— Begin PROVIDED RECORDS —
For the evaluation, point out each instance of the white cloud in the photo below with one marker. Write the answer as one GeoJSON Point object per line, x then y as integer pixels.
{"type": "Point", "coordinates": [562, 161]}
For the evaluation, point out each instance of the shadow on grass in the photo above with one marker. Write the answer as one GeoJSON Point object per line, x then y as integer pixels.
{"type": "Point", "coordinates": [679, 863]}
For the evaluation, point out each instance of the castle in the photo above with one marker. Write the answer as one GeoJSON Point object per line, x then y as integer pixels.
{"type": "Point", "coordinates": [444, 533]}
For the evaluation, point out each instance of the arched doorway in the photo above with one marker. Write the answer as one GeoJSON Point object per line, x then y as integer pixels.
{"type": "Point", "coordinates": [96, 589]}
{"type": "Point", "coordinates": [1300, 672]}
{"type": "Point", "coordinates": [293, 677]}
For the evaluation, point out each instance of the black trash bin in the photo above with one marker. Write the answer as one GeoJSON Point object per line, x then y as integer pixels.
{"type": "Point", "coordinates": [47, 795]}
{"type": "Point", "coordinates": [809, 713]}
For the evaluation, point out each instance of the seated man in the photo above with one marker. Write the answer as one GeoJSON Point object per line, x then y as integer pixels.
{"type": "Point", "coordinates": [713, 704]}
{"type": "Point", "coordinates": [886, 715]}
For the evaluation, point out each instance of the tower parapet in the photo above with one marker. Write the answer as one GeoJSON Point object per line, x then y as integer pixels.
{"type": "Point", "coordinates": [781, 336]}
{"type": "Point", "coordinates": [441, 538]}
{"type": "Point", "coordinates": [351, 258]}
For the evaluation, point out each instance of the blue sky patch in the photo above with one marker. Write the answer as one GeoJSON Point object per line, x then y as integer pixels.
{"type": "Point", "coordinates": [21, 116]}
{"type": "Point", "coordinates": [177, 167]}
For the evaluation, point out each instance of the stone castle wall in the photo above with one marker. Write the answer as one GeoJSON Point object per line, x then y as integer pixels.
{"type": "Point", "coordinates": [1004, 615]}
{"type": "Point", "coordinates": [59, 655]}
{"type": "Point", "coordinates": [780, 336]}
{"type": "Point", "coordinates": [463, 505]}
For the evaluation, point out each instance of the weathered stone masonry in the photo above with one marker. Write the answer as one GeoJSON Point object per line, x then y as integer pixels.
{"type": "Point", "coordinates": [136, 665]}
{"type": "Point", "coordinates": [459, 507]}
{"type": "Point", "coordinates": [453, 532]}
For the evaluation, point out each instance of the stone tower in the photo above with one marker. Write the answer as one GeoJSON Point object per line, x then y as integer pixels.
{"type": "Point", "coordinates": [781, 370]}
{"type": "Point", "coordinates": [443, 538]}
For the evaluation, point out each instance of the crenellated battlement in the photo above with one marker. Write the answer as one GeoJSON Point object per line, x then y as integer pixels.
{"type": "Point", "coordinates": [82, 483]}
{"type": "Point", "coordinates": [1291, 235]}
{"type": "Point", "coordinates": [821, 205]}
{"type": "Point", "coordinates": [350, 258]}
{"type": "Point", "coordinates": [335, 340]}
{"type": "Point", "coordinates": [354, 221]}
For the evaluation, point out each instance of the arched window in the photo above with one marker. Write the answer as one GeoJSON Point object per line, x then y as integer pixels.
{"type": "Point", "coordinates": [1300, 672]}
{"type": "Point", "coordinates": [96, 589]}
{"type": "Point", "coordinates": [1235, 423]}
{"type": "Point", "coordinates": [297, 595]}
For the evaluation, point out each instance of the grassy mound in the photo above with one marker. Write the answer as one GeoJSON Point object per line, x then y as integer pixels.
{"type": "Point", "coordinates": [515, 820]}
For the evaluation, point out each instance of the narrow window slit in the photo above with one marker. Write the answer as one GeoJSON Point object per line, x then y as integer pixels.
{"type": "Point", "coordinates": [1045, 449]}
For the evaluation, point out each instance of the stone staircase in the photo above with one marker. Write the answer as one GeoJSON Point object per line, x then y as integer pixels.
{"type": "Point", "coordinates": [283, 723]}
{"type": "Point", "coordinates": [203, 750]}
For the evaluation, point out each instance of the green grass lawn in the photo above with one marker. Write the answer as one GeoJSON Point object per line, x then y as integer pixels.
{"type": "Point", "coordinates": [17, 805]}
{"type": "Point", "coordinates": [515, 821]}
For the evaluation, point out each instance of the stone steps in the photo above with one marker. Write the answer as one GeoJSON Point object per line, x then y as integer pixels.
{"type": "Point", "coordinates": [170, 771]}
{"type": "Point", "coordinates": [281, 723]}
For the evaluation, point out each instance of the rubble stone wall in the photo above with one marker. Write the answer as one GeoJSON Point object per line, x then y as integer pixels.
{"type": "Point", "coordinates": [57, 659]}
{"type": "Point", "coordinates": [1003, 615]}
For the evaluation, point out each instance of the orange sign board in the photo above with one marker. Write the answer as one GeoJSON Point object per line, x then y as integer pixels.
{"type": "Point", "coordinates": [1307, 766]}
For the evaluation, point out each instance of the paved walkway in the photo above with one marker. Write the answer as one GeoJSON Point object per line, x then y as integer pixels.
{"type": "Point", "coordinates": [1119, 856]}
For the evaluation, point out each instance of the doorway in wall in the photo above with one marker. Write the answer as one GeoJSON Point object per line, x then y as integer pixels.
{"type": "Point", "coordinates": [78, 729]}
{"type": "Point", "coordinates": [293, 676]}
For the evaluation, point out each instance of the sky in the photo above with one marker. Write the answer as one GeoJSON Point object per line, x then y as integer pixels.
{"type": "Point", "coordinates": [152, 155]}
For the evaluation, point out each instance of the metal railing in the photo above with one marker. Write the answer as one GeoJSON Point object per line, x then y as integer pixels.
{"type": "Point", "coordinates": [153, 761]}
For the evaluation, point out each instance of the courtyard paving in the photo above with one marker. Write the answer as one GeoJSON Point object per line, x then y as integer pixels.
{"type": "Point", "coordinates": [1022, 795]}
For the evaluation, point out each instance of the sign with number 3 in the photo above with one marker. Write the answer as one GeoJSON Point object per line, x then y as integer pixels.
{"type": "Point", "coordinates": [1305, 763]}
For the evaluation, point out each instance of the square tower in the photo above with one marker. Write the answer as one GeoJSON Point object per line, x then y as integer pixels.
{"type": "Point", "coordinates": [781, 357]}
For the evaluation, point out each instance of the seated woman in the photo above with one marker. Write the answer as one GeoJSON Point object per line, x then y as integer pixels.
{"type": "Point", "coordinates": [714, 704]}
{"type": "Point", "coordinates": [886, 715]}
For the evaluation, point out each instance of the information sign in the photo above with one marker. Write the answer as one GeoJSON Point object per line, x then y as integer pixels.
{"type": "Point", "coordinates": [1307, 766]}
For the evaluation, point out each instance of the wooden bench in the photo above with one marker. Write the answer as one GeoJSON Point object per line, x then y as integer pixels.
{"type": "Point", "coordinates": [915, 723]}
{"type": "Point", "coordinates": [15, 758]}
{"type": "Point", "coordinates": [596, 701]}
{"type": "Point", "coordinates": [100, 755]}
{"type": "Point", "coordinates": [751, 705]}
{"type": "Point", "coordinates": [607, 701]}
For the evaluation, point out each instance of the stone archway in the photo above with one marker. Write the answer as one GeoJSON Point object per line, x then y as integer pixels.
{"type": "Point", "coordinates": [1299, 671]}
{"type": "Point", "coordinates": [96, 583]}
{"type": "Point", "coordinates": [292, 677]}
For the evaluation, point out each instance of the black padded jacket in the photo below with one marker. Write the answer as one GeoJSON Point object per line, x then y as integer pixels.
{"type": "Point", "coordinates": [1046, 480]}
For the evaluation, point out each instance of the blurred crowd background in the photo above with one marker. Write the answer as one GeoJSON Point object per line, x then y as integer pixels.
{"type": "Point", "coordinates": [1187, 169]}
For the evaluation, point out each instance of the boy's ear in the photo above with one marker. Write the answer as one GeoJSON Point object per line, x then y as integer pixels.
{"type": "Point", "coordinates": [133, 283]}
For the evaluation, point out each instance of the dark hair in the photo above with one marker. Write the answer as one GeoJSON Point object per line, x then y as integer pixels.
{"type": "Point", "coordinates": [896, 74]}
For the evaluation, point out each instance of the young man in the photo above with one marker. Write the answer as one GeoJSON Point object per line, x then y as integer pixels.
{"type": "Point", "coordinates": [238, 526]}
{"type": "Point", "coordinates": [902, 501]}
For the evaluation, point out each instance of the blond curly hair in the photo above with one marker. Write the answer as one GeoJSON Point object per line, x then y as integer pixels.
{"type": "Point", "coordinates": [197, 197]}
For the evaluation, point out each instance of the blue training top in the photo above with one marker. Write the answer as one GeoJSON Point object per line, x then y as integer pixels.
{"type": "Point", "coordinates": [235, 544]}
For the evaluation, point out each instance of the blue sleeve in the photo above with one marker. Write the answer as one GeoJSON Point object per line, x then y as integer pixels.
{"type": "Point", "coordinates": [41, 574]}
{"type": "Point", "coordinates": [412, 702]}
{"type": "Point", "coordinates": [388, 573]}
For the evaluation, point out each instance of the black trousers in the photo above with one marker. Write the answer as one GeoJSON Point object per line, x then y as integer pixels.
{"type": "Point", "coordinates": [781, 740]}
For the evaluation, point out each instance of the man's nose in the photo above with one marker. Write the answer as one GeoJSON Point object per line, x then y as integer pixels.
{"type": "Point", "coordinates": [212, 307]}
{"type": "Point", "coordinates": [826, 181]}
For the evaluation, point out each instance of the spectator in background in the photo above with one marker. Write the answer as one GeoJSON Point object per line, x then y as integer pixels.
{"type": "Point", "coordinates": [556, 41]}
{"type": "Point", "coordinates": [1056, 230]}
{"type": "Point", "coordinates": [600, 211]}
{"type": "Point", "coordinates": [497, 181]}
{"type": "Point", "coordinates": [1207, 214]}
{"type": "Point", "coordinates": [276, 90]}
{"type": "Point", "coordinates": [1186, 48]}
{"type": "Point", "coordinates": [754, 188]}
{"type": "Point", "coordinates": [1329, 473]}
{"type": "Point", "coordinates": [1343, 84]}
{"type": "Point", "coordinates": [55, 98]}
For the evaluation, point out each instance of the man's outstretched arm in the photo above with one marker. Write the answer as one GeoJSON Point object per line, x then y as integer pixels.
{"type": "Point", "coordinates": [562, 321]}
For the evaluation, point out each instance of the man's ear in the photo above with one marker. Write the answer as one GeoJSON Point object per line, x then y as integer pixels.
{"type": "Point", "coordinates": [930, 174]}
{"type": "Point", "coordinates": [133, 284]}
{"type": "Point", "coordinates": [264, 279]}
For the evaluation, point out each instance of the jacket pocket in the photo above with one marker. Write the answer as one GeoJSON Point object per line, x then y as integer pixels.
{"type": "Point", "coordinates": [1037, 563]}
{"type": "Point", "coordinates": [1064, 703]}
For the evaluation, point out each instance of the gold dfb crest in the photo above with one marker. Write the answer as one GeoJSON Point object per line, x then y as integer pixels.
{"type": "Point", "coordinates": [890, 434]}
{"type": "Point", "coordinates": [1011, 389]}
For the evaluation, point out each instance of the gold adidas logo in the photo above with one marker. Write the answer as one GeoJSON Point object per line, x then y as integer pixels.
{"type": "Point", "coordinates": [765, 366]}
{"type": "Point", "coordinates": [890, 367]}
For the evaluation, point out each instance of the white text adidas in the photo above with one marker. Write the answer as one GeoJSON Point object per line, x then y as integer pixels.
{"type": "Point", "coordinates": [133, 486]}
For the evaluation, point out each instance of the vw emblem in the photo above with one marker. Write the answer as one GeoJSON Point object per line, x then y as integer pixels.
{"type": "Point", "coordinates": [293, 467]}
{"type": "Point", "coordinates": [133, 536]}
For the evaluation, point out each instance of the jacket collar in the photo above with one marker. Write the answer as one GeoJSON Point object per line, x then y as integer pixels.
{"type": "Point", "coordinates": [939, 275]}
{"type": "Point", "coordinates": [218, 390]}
— End PROVIDED RECORDS —
**REQUIRED WORK**. Take the line with "For the evaluation, point out each instance of the white text" and all lines after it to the last line, and reproduce them exactly.

**THE RESPONSE**.
For the evaluation, point out each instance of the white text adidas in the photo above with one marker. Write the answer as one GeoJSON Point object per line, x then y as integer pixels.
{"type": "Point", "coordinates": [133, 486]}
For the evaluation, point out each instance of the vw emblem in the photo above with one marker. Write the answer as one GeoJSON Point object per line, x then y as integer pixels.
{"type": "Point", "coordinates": [293, 467]}
{"type": "Point", "coordinates": [133, 536]}
For the evaluation, point out each instance of the jacket collar in the photo above with one marker. Write the answer as one GeoJSON Point object per line, x then y as integer pixels.
{"type": "Point", "coordinates": [939, 275]}
{"type": "Point", "coordinates": [218, 390]}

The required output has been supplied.